WHAT TO PRODUCE: Rescale the lines from the one containing "For the shelf-compliance log, identify each instance of the cut" through the end of the items, writing every line out again with the requests included. Multiply each coordinate in the answers by 2.45 and round to whole numbers, with halves rounded up.

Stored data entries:
-------

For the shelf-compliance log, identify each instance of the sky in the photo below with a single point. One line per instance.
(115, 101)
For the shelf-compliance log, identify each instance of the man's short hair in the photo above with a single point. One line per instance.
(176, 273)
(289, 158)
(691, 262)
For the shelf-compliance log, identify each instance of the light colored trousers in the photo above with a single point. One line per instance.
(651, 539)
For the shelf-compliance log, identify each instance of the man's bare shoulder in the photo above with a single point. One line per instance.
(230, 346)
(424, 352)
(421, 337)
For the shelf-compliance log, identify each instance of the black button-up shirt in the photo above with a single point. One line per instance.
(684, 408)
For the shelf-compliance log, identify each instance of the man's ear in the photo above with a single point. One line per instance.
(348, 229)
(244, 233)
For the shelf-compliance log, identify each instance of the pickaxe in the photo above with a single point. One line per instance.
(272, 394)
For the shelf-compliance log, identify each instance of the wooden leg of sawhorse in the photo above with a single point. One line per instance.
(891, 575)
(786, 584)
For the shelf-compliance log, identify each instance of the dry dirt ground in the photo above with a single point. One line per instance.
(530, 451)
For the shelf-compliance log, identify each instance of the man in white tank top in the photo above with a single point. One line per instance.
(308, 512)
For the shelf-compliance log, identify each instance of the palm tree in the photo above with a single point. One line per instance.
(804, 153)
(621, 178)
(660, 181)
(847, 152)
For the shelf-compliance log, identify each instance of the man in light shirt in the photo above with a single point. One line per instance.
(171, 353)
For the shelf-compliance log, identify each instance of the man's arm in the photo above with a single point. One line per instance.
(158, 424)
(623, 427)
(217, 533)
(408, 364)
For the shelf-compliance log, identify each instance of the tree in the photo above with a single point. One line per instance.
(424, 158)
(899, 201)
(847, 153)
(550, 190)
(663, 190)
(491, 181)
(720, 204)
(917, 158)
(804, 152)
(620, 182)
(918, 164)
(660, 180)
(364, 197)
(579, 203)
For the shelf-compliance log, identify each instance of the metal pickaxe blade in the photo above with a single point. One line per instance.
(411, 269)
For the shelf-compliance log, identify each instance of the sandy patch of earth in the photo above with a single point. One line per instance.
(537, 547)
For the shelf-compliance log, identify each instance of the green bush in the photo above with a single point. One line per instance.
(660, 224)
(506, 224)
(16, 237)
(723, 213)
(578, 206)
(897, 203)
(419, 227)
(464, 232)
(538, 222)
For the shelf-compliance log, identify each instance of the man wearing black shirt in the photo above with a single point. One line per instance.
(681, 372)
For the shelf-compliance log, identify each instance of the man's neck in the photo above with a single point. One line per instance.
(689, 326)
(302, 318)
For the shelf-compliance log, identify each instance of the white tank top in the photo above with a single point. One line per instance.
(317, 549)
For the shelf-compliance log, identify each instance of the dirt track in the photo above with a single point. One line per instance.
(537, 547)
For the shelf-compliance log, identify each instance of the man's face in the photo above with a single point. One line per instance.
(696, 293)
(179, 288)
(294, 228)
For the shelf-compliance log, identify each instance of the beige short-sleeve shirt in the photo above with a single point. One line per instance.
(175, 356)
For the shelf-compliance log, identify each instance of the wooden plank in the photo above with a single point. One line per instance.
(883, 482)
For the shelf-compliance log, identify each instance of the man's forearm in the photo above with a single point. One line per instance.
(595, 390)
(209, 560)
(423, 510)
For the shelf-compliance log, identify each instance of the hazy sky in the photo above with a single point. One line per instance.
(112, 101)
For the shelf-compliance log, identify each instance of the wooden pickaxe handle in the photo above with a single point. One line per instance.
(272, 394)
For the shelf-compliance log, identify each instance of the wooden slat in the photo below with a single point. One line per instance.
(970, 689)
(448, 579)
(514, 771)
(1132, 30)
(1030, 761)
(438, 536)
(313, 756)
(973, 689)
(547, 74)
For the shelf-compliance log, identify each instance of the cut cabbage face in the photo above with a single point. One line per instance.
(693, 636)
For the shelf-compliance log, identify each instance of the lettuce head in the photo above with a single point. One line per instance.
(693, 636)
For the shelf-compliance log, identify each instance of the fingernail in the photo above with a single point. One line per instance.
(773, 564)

-------

EXERCISE RESPONSE:
For the shelf-compliance log, identify each instance of the cut cabbage face in the photo above with a single point. One line per instance.
(1698, 1558)
For the shelf-compliance log, identify each instance of the lettuce head in the photo above with a single point. One line per instance.
(1698, 1558)
For the shelf-compliance log, identify each instance of the fingernail in the photo above with a single point. One line per instance.
(1894, 1382)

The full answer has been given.